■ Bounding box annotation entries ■
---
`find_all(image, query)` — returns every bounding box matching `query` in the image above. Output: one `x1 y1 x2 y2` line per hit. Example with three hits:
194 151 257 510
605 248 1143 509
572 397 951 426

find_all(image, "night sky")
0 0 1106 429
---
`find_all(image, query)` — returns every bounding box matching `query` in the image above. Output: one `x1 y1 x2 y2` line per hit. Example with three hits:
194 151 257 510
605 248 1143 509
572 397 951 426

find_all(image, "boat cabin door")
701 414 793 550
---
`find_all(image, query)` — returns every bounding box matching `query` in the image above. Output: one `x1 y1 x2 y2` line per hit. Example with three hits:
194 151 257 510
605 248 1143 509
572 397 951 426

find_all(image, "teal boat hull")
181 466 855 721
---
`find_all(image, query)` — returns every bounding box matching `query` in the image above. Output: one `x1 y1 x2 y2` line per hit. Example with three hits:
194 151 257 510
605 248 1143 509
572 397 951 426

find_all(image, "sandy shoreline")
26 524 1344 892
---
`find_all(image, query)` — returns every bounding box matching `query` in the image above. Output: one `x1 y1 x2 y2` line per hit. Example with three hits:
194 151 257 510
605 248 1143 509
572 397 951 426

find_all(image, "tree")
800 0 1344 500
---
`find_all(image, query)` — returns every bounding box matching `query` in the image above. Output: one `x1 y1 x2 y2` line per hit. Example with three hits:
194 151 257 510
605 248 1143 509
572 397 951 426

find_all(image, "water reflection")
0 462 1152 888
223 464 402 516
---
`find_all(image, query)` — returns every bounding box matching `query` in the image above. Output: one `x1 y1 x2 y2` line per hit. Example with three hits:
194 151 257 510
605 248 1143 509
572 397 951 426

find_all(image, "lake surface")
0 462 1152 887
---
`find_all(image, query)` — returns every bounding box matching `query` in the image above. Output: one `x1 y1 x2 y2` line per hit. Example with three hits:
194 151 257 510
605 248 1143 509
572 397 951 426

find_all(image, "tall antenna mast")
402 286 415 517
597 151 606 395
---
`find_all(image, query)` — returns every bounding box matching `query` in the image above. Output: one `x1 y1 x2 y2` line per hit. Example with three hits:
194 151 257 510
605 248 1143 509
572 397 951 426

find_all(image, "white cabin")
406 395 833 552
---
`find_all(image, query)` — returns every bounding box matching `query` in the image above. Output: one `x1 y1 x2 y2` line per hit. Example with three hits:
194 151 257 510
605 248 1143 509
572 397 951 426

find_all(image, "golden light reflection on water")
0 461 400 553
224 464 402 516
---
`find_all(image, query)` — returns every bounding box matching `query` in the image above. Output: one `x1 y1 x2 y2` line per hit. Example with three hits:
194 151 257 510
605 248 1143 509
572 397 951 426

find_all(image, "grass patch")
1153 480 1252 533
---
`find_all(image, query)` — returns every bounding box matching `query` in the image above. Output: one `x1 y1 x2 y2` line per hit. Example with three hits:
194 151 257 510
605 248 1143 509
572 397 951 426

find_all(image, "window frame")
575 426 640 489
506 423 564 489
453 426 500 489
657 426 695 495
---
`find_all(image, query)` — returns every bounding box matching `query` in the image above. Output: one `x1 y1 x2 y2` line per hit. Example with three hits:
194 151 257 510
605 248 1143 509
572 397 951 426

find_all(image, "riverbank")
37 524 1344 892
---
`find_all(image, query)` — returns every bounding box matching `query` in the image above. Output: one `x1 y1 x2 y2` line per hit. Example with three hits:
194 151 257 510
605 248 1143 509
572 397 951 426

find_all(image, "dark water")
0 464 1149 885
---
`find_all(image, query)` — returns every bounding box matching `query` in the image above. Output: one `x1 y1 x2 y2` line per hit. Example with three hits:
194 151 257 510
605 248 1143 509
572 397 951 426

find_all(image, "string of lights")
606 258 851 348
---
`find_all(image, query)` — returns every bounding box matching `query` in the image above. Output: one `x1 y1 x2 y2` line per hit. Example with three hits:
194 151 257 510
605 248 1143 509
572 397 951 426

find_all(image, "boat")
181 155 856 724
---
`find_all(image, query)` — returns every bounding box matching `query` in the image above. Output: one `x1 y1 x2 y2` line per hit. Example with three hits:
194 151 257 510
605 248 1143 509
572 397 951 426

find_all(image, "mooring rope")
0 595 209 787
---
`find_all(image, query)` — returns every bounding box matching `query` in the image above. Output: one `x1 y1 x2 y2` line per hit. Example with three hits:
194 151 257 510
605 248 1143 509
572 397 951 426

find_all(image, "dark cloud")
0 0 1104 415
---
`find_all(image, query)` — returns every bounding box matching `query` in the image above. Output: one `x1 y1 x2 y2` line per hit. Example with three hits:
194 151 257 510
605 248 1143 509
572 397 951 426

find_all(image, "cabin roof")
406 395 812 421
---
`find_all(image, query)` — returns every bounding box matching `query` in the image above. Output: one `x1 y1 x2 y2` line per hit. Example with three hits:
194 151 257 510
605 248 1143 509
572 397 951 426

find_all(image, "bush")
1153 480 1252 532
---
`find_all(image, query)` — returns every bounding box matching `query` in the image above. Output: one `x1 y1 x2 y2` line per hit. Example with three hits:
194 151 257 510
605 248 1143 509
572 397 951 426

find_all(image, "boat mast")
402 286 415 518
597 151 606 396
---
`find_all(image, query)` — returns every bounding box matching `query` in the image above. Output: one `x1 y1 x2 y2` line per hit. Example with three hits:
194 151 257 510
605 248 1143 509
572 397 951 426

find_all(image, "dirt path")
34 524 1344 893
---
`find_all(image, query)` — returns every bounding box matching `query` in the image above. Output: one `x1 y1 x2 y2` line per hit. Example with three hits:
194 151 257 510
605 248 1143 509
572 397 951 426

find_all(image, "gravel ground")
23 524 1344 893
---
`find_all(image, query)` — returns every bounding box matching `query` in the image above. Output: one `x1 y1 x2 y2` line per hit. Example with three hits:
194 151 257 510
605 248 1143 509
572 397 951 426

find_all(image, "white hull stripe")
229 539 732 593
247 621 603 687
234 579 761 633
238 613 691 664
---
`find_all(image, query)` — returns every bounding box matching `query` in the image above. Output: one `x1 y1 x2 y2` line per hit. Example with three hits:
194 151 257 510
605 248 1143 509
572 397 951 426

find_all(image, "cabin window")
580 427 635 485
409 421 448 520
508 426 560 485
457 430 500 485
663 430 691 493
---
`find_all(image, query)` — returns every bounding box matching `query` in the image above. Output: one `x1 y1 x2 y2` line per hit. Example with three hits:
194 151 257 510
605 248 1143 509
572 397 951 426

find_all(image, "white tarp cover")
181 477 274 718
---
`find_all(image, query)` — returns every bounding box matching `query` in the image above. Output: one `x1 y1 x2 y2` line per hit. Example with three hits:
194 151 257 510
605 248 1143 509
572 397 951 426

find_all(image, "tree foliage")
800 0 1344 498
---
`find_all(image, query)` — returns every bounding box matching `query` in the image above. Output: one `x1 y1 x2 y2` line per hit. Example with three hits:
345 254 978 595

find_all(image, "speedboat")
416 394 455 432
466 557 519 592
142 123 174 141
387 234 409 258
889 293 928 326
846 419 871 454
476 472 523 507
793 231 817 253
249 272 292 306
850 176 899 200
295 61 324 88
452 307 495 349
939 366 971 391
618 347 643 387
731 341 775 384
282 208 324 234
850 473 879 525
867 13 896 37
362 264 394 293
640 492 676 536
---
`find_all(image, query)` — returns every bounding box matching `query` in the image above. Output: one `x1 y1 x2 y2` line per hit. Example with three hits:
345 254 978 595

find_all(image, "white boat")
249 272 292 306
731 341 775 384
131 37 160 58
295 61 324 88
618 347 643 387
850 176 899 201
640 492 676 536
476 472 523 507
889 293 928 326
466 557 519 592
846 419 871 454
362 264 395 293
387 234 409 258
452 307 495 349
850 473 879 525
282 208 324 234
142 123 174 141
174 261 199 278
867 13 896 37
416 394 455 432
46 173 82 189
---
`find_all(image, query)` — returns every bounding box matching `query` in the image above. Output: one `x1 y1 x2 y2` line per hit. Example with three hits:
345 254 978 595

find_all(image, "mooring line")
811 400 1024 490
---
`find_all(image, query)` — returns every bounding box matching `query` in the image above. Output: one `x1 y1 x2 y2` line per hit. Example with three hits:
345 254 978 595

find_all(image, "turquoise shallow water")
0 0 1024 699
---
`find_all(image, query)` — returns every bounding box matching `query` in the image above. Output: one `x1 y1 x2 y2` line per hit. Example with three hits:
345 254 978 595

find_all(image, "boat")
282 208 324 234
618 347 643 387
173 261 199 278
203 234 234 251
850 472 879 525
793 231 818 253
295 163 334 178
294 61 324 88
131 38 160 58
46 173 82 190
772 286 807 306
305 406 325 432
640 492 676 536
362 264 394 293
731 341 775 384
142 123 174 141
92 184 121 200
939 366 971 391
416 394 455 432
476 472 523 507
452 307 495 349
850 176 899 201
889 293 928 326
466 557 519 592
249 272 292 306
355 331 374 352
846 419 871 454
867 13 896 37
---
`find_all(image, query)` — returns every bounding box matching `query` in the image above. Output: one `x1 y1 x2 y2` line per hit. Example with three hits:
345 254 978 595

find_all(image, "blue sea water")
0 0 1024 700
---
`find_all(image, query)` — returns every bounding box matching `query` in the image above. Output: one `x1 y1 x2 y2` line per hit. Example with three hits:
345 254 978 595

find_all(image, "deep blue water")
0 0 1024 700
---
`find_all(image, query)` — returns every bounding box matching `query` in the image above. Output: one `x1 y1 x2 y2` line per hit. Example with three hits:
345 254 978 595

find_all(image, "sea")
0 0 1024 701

■ Directions for this task ■
Render every line from the start of the data through the line holding "800 0 1344 500", inclusive, as a Markdown table with the columns Row and Line, leaving out blank lines.

■ Answer to the task ■
| Row | Line |
|---|---|
| 1 | --- |
| 2 | `find_all(image, query)` — returns every bounding box matching `query` in the image above. Output: one `x1 y1 x2 y2` line per hit. Example with three hits: |
| 3 | 194 151 257 510 |
| 4 | 605 248 1143 509 |
| 5 | 572 397 951 426 |
| 6 | find_all(image, "night sky") |
| 7 | 0 0 1106 429 |
| 8 | --- |
| 9 | `find_all(image, query)` — returns every bounding box matching `query` in the image above. Output: one `x1 y1 x2 y2` line per hit. Example with three hits: |
| 10 | 194 151 257 510 |
| 11 | 605 248 1143 509 |
| 12 | 572 397 951 426 |
| 13 | find_all(image, "boat cabin door") |
| 14 | 701 414 793 550 |
| 15 | --- |
| 16 | `find_all(image, query)` — returns every bounding box matching `query` in the image above. Output: one `x1 y1 x2 y2` line per hit. Example with three hits: |
| 17 | 194 151 257 510 |
| 18 | 605 248 1143 509 |
| 19 | 572 397 951 426 |
| 20 | find_all(image, "teal boat hull") |
| 21 | 181 466 855 721 |
| 22 | --- |
| 23 | `find_all(image, query)` — returns every bounding box matching `query` in the image above. Output: one `x1 y1 x2 y2` line per hit. Example with three hits: |
| 24 | 194 151 257 510 |
| 25 | 605 248 1143 509 |
| 26 | 572 397 951 426 |
| 27 | find_all(image, "sandy shoreline") |
| 28 | 26 524 1344 892 |
| 29 | --- |
| 30 | `find_all(image, query)` — returns every bounding box matching `query` in the image above. Output: one `x1 y1 x2 y2` line per hit. Example with three hits: |
| 31 | 194 151 257 510 |
| 32 | 605 248 1143 509 |
| 33 | 572 397 951 426 |
| 34 | find_all(image, "tree") |
| 35 | 800 0 1344 500 |